_INPUT RECORDS_
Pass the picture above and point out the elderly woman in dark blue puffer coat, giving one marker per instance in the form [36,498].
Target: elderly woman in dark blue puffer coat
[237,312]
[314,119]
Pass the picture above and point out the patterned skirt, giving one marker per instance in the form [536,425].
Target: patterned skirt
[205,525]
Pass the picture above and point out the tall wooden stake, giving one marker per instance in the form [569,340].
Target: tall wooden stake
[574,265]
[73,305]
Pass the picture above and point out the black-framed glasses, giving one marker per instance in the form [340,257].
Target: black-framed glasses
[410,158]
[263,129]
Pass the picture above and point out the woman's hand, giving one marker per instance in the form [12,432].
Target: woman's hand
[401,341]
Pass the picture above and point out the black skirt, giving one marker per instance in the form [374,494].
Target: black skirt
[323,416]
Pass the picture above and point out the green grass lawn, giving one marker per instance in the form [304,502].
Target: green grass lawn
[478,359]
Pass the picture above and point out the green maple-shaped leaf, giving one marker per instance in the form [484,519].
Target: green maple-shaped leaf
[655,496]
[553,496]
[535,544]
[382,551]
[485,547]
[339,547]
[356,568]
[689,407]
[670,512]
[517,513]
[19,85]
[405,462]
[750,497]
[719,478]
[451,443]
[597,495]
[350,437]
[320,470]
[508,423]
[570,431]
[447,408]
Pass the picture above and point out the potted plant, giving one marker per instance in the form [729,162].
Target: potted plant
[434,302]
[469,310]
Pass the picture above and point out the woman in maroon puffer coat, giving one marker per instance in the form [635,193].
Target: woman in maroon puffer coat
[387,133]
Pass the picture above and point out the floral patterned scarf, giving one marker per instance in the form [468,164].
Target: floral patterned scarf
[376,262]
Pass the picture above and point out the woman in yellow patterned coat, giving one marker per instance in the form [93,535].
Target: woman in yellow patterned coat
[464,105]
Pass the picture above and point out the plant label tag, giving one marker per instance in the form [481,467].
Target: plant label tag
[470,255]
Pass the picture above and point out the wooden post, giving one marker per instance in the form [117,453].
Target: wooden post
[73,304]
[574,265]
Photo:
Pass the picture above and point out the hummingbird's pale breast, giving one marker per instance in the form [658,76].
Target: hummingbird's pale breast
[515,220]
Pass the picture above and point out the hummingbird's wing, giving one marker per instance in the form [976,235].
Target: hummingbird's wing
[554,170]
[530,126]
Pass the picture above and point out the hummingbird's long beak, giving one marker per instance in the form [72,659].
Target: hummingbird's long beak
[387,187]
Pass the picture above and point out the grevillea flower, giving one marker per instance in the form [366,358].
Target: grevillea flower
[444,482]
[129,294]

_TASK BRIEF_
Transcribe the material above in full.

_EXERCISE SOLUTION_
Pass the picture above and point out the elderly woman in dark blue puffer coat, giving one marker per instance in the form [36,498].
Target: elderly woman in dark blue puffer coat
[237,312]
[314,119]
Pass the picture above and point out the patterned skirt, giving one marker per instance in the form [536,425].
Target: patterned skirt
[205,525]
Pass the picture above and point out the tall wooden stake, giving one marker per instance in the form [569,340].
Target: tall wooden stake
[574,265]
[73,305]
Pass the picture above and point out the black-framed glasses, giving one marker per instance in the form [340,257].
Target: black-framed glasses
[410,158]
[263,129]
Pass the picture above and point out the woman's hand, giving one marker per instance in the form [12,432].
Target: woman's hand
[401,341]
Pass the picture above and point out the black skirt, giving one marker per instance in the form [374,494].
Target: black skirt
[323,416]
Pass the picture above and point out the green grass lawn, giving one marker per instance in the form [304,502].
Target: green grass lawn
[478,359]
Pass the picture above and point out the green maple-shaped leaf, giving one marker per instance in the form [484,519].
Target: green maple-shaped leaf
[655,496]
[553,496]
[535,544]
[382,551]
[485,547]
[339,547]
[356,568]
[689,407]
[670,512]
[517,513]
[19,85]
[405,462]
[750,497]
[719,478]
[451,443]
[597,495]
[350,437]
[320,470]
[508,423]
[570,431]
[447,408]
Pass the picture above and point out the potted plant, giving one marker per instance in the form [729,162].
Target: potted plant
[434,302]
[469,310]
Pass the picture above and point out the woman in maroon puffer coat, giving one marker per instance in the form [635,193].
Target: woman in maroon puffer coat
[387,133]
Pass the picture above and point out the floral patterned scarf, giving one marker per instance in the form [468,164].
Target: floral patterned scarf
[376,262]
Pass the picture above and point out the woman in yellow patterned coat, giving one marker per instance in the form [93,535].
Target: woman in yellow patterned coat
[464,105]
Pass the picture above and point out the plant label tag, giving one marker per instance in the form [481,467].
Target: plant label tag
[470,255]
Pass the picture above and point out the wooden post, giving one marker per instance in the form [117,453].
Target: wooden post
[73,304]
[574,265]
Photo:
Pass the picture above and point out the hummingbird's pale breast, giving one marker per instance in the form [658,76].
Target: hummingbird's pale breast
[515,220]
Pass the picture above and point out the hummingbird's wing, giving one marker per instance in the form [976,235].
Target: hummingbird's wing
[554,170]
[530,126]
Pass the picture above and point out the hummingbird's long beak, giving one marker per instance in the form [72,659].
Target: hummingbird's long beak
[387,187]
Pass the picture above and point out the grevillea flower, giving one marker per instance in the form [366,358].
Target: grevillea flower
[444,482]
[129,294]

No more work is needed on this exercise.